* Aim of the exercise:
Take from the listing each line that has the string "arch".

* Provided records:
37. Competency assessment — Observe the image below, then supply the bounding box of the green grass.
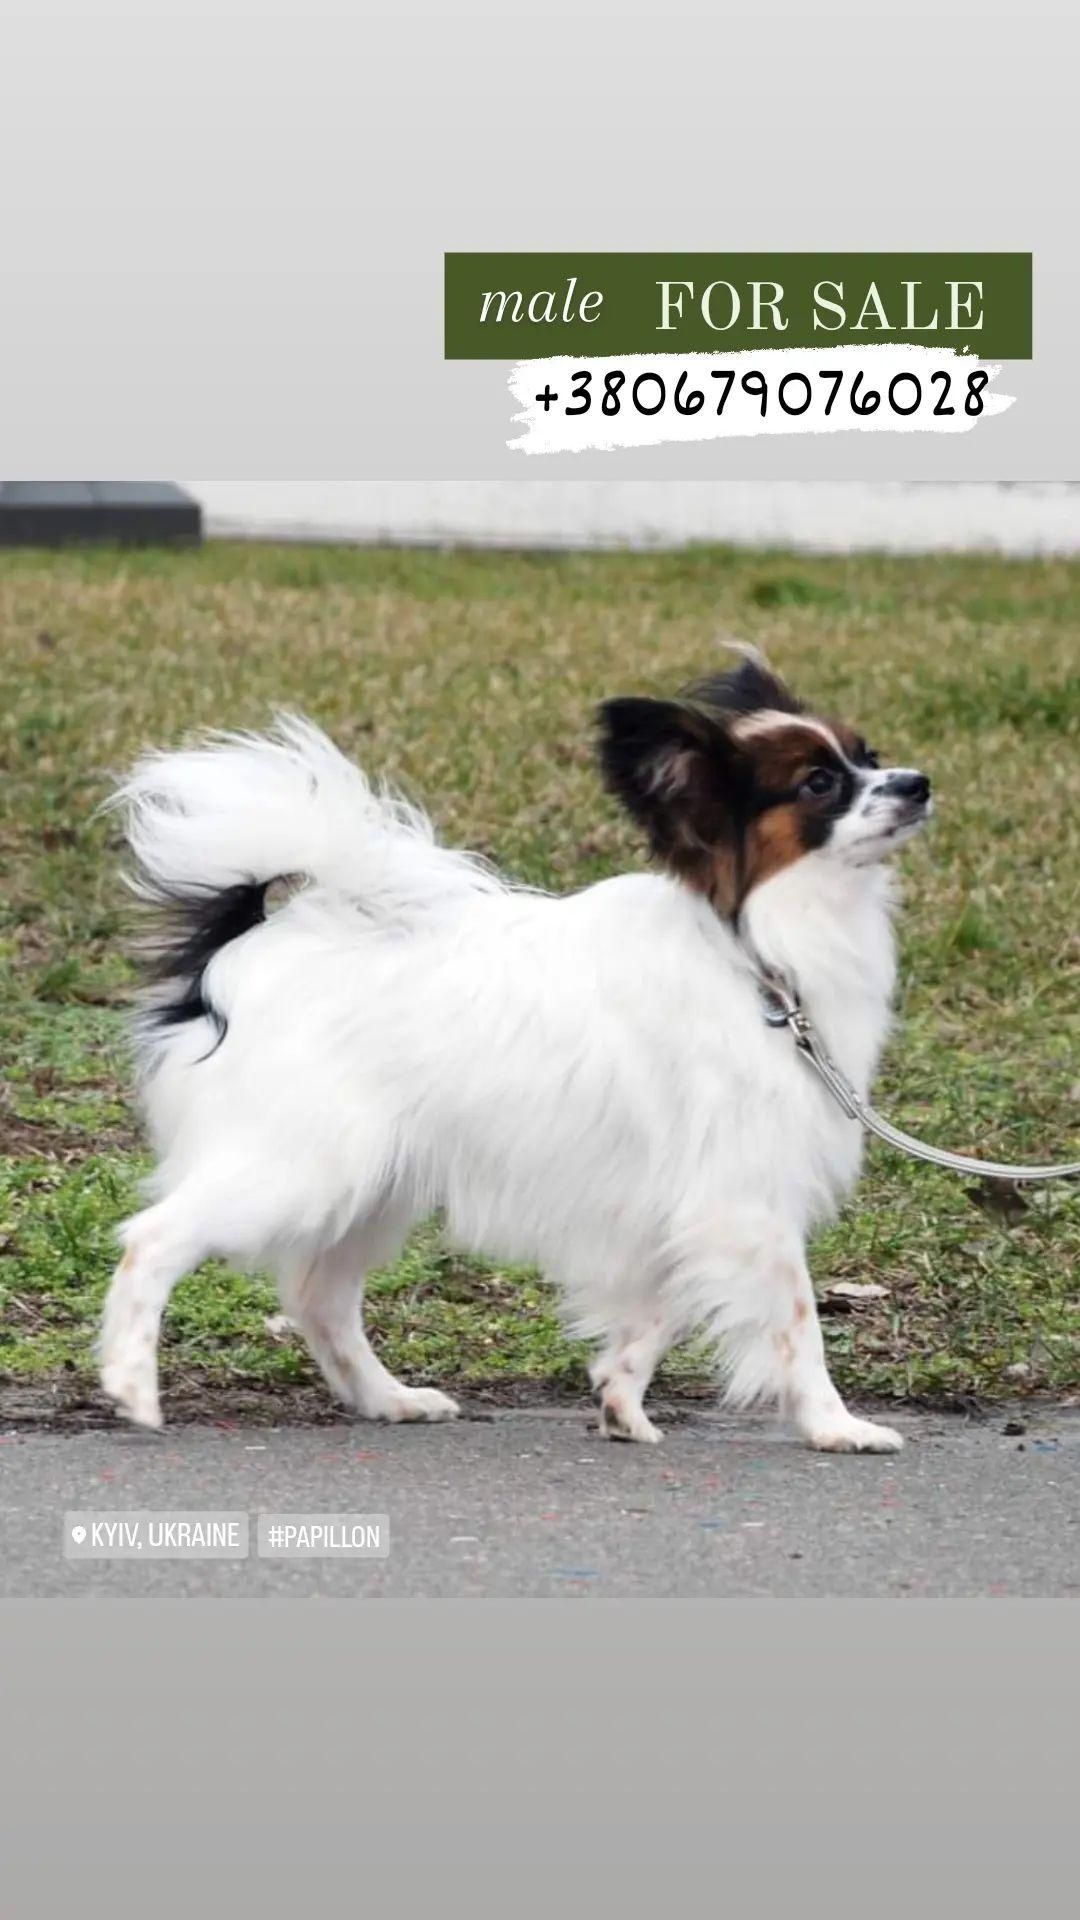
[1,539,1078,1418]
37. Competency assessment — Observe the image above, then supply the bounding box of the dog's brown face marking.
[598,656,876,921]
[734,717,855,900]
[829,719,879,770]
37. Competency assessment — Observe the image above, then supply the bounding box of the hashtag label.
[256,1514,390,1559]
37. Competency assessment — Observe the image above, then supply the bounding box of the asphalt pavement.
[2,1404,1077,1597]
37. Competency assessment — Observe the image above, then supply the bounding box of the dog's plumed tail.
[111,714,505,1018]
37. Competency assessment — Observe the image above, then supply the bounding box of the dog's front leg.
[776,1256,903,1454]
[684,1213,903,1453]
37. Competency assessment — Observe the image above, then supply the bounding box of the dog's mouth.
[885,798,933,838]
[847,800,932,866]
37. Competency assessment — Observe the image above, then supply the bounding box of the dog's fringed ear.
[693,650,803,720]
[596,697,745,911]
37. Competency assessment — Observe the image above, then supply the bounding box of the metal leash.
[758,975,1080,1184]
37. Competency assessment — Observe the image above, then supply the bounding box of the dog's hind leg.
[590,1316,672,1444]
[99,1190,211,1429]
[280,1208,460,1424]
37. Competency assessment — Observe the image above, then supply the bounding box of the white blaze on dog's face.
[597,654,932,918]
[824,761,934,866]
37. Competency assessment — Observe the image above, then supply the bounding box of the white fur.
[99,715,913,1451]
[729,709,843,755]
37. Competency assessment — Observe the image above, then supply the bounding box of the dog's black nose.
[888,771,931,803]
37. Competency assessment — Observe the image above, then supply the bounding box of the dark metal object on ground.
[0,482,202,546]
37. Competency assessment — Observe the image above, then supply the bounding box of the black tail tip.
[141,879,269,1039]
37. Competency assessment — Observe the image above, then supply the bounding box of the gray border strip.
[2,1600,1076,1903]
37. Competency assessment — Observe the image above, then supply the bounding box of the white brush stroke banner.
[508,345,1014,455]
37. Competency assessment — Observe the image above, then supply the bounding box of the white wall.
[184,482,1080,556]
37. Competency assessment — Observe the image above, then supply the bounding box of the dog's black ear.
[596,697,743,876]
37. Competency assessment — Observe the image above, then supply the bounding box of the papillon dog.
[99,651,932,1450]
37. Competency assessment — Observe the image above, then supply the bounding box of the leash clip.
[759,976,810,1046]
[753,951,1080,1183]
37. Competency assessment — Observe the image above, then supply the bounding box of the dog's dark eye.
[863,746,880,770]
[802,768,838,798]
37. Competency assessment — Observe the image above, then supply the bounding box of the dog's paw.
[804,1415,903,1454]
[597,1390,664,1445]
[378,1386,460,1425]
[100,1358,163,1431]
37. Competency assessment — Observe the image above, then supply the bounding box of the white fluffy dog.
[99,653,931,1449]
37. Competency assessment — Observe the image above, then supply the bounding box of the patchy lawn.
[1,539,1078,1423]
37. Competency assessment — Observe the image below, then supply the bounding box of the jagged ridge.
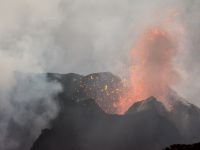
[30,72,200,150]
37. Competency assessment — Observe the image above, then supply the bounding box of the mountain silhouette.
[30,72,200,150]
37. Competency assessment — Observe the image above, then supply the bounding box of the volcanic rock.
[30,72,200,150]
[164,142,200,150]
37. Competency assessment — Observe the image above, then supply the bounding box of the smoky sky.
[0,0,200,149]
[0,0,200,104]
[42,0,200,107]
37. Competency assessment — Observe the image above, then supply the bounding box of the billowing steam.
[0,0,62,149]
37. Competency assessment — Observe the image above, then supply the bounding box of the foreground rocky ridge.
[30,72,200,150]
[164,142,200,150]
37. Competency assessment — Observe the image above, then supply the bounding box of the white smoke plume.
[0,0,62,149]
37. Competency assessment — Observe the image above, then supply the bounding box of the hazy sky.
[0,0,200,104]
[0,1,200,149]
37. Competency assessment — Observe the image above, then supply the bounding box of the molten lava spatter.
[115,27,179,114]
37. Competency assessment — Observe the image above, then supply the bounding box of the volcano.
[30,72,200,150]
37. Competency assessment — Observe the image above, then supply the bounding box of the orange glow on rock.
[115,27,179,114]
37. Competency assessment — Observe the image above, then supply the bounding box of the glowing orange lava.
[116,27,179,114]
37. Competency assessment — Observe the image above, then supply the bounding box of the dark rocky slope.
[30,72,200,150]
[164,142,200,150]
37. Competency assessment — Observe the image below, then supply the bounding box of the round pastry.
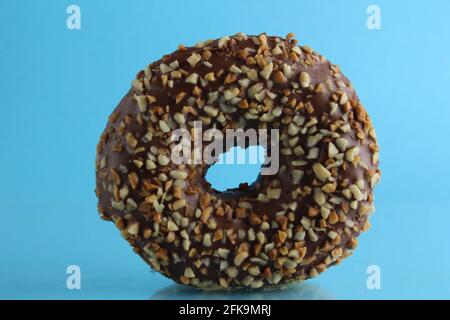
[95,33,381,290]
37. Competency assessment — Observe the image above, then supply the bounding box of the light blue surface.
[1,0,450,299]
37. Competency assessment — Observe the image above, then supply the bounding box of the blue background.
[1,0,449,299]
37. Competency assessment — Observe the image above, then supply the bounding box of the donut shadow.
[150,282,333,300]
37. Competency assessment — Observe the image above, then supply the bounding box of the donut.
[95,32,381,290]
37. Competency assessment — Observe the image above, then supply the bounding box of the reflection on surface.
[150,282,333,300]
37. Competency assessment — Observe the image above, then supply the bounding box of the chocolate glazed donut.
[95,33,381,290]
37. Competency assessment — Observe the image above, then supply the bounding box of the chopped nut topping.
[170,170,188,180]
[127,222,139,235]
[128,172,139,190]
[312,162,331,181]
[173,112,185,124]
[160,63,172,74]
[322,182,336,193]
[204,105,219,117]
[234,251,249,266]
[328,142,339,158]
[299,72,310,88]
[135,95,147,112]
[260,62,273,80]
[345,146,360,162]
[187,52,201,67]
[172,199,187,210]
[167,220,179,231]
[313,188,326,206]
[267,188,282,199]
[204,72,216,82]
[291,46,302,55]
[339,92,349,105]
[218,36,230,48]
[185,73,199,84]
[159,120,170,133]
[336,138,348,151]
[96,32,380,290]
[349,184,364,201]
[273,70,287,84]
[247,69,259,81]
[184,267,195,278]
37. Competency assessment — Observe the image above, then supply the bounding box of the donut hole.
[205,145,265,194]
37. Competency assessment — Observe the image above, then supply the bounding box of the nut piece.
[328,142,339,158]
[260,62,273,80]
[159,120,170,133]
[299,72,310,88]
[313,188,326,206]
[158,154,170,166]
[184,267,195,278]
[335,138,348,151]
[185,73,199,84]
[170,170,188,180]
[218,36,230,48]
[167,221,179,231]
[234,251,249,266]
[127,222,139,235]
[187,52,201,67]
[339,92,349,105]
[226,267,239,278]
[135,95,148,112]
[349,184,364,201]
[273,70,287,84]
[204,72,216,82]
[172,199,187,210]
[128,172,139,189]
[292,170,304,184]
[173,112,185,125]
[312,162,331,181]
[267,188,282,199]
[345,146,360,162]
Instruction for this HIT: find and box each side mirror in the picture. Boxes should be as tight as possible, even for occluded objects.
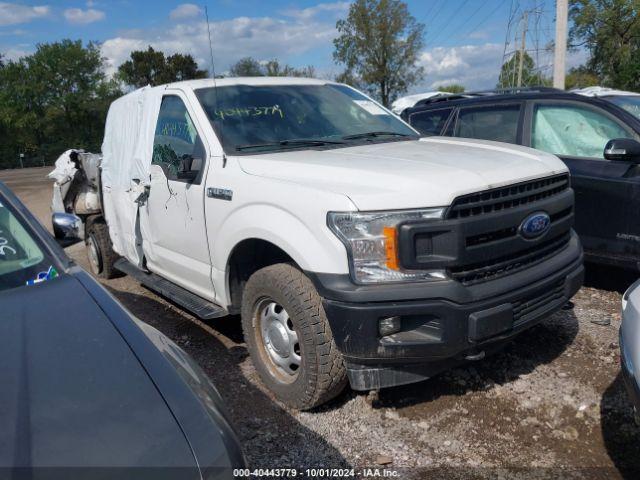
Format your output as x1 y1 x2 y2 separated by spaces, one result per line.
52 213 82 247
177 170 198 181
176 154 199 181
604 138 640 163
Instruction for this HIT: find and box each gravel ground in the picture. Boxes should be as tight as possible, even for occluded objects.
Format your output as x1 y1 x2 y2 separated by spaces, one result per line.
2 167 640 479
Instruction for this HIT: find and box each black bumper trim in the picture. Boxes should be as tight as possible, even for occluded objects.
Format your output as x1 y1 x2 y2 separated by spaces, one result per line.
321 255 583 391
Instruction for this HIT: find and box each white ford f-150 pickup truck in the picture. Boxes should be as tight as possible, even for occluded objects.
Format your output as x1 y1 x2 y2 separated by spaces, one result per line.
51 77 584 410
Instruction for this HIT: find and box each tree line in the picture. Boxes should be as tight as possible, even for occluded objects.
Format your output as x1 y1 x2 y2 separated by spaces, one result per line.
0 0 638 169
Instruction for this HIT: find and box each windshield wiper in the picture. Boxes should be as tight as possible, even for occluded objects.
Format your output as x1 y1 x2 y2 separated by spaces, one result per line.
236 138 345 151
342 131 414 140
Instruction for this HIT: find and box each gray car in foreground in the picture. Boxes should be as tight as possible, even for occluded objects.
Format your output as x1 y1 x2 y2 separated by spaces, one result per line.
621 278 640 421
0 181 244 479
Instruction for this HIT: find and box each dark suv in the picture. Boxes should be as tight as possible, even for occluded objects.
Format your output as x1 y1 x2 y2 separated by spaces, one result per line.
402 87 640 271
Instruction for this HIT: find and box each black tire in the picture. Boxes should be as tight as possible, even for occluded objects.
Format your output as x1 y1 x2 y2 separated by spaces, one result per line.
85 220 120 279
241 263 347 410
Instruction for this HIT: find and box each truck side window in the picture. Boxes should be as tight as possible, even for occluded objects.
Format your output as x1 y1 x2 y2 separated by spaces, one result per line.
532 103 634 159
454 104 521 144
153 96 205 182
408 108 452 136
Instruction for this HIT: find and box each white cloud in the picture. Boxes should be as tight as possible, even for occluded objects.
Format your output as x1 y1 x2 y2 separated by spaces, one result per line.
64 7 105 25
412 42 593 93
1 44 31 60
282 1 349 20
414 43 505 91
0 3 49 26
169 3 202 20
101 6 341 77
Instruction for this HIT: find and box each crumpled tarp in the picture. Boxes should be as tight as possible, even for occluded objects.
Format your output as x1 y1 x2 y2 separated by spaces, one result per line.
48 149 79 213
100 85 164 266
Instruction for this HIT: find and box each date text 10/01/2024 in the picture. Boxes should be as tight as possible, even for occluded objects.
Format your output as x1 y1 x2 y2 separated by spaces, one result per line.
233 469 400 478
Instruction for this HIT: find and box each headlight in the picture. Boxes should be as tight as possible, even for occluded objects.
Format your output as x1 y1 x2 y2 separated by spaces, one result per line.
327 208 446 284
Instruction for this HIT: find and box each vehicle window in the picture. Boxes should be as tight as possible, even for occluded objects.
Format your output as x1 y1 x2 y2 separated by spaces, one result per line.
408 108 452 136
532 103 634 159
0 199 57 291
605 95 640 120
195 84 418 154
454 104 521 144
153 96 205 181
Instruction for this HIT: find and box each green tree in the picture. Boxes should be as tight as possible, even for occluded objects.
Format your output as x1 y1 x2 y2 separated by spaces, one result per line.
264 59 316 78
229 56 264 76
0 40 121 168
228 56 316 77
496 51 550 88
570 0 640 90
333 0 425 107
437 84 465 93
117 46 207 88
565 65 601 89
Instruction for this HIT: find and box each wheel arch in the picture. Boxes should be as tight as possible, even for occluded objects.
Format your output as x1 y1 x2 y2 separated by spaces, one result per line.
213 204 349 310
225 238 297 314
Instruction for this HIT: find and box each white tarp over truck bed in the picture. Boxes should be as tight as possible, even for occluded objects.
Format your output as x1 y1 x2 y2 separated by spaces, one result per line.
100 85 164 266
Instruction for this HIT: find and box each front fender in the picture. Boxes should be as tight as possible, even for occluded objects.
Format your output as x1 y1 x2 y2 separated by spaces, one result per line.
212 203 349 275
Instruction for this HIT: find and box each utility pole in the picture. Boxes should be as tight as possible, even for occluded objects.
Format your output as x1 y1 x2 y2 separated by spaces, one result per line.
517 11 529 87
553 0 569 90
553 0 569 89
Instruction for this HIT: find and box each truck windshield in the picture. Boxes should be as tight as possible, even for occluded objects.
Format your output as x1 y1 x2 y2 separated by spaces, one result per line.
195 84 418 154
606 95 640 120
0 198 57 291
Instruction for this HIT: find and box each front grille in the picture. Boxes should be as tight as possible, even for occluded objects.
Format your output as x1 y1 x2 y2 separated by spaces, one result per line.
446 174 570 220
449 233 571 286
513 280 565 326
465 206 573 248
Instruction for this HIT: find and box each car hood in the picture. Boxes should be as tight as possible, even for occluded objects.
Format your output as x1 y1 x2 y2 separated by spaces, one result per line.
236 137 568 210
0 275 197 469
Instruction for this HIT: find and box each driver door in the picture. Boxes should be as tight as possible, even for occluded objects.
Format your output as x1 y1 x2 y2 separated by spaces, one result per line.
526 99 640 264
140 93 214 300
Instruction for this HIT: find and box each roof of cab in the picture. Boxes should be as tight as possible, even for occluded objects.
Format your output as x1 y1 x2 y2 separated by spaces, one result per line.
164 76 337 90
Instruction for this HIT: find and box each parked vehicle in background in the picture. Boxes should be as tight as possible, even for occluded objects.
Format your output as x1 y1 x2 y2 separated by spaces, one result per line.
621 278 640 424
391 91 451 114
54 78 583 410
573 86 640 120
0 181 244 477
402 87 640 272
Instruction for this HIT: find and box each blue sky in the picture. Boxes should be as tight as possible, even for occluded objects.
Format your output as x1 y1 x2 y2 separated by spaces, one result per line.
0 0 586 91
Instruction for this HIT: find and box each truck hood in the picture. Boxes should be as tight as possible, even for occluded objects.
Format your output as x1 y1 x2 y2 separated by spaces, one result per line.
236 137 568 210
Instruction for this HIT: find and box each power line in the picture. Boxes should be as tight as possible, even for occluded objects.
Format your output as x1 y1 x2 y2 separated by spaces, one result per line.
435 0 490 46
423 0 450 43
428 0 473 45
464 0 510 41
422 0 442 21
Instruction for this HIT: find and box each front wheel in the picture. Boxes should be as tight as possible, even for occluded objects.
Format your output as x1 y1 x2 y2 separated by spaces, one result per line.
241 263 347 410
85 220 120 279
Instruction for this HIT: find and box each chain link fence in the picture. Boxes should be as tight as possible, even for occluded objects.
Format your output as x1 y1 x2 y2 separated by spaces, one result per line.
0 144 68 170
1 154 47 170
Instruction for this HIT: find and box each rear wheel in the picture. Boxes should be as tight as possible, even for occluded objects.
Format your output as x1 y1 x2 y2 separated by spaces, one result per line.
85 221 119 279
241 263 347 410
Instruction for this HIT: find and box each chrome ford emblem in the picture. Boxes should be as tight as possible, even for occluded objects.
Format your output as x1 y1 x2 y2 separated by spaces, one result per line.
519 212 551 239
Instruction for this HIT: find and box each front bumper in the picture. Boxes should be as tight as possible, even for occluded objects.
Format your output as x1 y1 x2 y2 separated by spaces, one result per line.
621 340 640 415
313 232 584 390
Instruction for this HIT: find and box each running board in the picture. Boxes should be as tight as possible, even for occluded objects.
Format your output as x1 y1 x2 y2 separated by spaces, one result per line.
114 259 227 320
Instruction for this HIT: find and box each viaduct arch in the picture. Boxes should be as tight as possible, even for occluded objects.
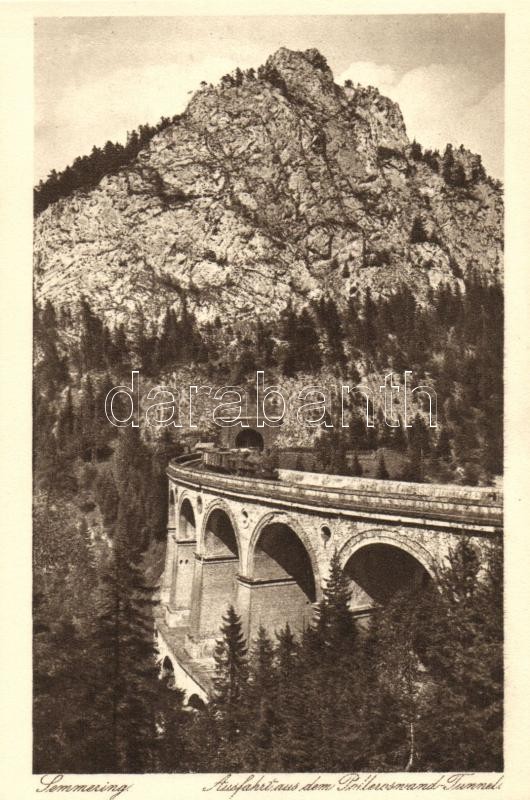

* Output for this exercise:
Instruction for this HIT: find and box each wheel arch in the picture. Boxes should be as tight as possible, even for occluded objects.
Instruction for this HIT: find and box each viaduct arch in the picture. Boxes should be as tight as possible, even for occluded objects.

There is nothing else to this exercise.